Compito da svolgere:
Rispondi in breve a queste domande sul testo dell'assegno di mantenimento.
(a) Fino a quando si deve pagare l'assegno?
(b) Che cosa può succedere se il figlio rifiuta senza giusto motivo un lavoro stabile e regolarmente pagato?
(c) Quale articolo del codice civile vale per i figli maggiorenni e in che anno è stato introdotto?

Mantiene però il diritto all'assegno di mantenimento che sia stato stabilito in sede di separazione o divorzio.
Si può smettere di pagare solo quando il ragazzo/a sia diventato economicamente autonomo.
Questo succede nel momento in cui trova un lavoro stabile, consono, regolarmente retribuito, in modo tale da avere assicurata una vita dignitosa.
Non occorre che il lavoro sia particolarmente prestigioso; occorre che gli possa assicurare una vita dignitosa.
Se il figlio avesse rifiutato senza giusto motivo una occupazione con queste caratteristiche potrebbe essere ugualmente dichiarato decaduto dal diritto all'assegno.
La normativa applicabile ai figli maggiorenni è quella contenuta nell'art. 155 quinquies del codice civile, introdotto nel 2006.

Righe di dati:
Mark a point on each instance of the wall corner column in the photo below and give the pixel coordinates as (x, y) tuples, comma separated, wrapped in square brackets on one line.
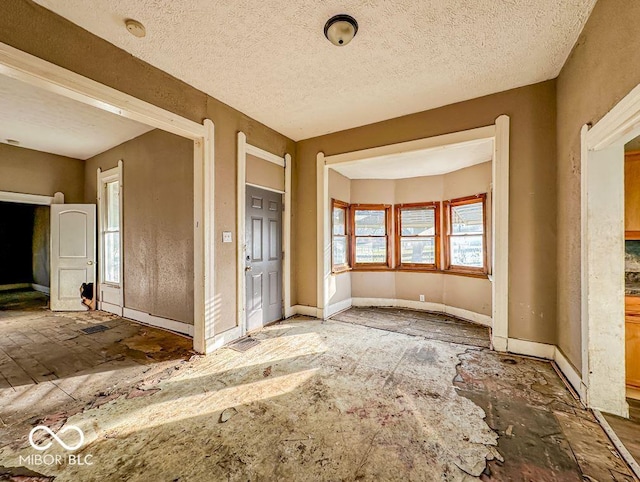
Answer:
[(500, 227)]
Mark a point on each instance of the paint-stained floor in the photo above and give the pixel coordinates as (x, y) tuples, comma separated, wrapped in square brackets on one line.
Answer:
[(628, 430), (311, 400)]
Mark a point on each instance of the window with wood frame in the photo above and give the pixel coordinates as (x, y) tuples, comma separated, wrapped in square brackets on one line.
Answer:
[(370, 225), (417, 236), (465, 239), (339, 236)]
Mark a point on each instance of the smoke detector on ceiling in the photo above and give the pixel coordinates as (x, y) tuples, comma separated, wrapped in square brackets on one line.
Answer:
[(340, 29), (135, 28)]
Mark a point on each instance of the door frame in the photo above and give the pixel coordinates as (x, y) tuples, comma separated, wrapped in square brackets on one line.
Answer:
[(244, 148), (602, 255), (36, 200), (103, 177), (500, 216), (25, 67)]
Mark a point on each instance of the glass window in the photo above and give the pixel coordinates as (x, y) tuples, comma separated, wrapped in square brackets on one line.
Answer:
[(339, 242), (111, 233), (370, 235), (466, 234), (417, 235)]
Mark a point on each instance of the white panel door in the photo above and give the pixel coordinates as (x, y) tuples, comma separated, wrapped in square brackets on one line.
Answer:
[(73, 254)]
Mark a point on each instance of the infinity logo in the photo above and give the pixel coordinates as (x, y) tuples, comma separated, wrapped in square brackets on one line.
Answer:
[(56, 438)]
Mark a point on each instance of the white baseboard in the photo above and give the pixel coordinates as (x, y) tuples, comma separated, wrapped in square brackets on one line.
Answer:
[(552, 353), (424, 306), (41, 288), (305, 310), (570, 373), (531, 348), (15, 286), (222, 339), (617, 443), (479, 318), (152, 320), (337, 307)]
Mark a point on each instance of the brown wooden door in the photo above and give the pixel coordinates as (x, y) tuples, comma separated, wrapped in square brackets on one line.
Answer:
[(632, 338)]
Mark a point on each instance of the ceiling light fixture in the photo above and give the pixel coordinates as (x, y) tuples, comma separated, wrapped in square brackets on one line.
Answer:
[(340, 29), (135, 28)]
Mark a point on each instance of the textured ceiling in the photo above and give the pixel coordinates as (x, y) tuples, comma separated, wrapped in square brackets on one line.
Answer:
[(424, 162), (49, 122), (270, 60)]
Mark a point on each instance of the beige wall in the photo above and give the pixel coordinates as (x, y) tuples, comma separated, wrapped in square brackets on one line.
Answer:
[(264, 173), (603, 67), (69, 46), (34, 172), (473, 294), (532, 198), (157, 178)]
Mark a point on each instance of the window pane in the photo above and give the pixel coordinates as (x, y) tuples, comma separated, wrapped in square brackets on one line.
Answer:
[(113, 206), (112, 257), (371, 250), (339, 250), (370, 222), (418, 250), (339, 221), (467, 219), (418, 222), (467, 251)]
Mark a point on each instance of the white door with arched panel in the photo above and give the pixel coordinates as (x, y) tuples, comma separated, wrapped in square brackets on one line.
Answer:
[(73, 254)]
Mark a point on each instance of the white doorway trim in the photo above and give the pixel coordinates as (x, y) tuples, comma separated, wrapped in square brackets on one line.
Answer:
[(244, 149), (103, 290), (602, 255), (500, 215), (30, 69)]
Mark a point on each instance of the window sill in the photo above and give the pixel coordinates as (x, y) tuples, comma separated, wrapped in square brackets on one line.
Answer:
[(384, 269)]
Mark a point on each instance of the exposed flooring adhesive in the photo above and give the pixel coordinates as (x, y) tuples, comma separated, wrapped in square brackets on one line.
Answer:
[(312, 401)]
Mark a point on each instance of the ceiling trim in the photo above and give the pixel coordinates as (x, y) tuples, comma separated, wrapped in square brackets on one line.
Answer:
[(264, 155), (23, 66), (438, 142)]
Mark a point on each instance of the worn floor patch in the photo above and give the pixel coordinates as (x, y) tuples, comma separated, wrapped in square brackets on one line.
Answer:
[(341, 402), (545, 434), (431, 326)]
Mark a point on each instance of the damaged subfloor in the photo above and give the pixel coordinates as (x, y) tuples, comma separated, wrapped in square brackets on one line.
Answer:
[(305, 400)]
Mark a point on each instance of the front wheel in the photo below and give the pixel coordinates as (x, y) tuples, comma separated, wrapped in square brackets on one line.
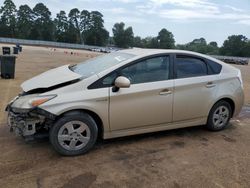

Risultato dell'esercizio:
(a) Finché il ragazzo o la ragazza non diventa economicamente autonomo.
(b) Può perdere ugualmente il diritto all'assegno.
(c) L'art. 155 quinquies, introdotto nel 2006.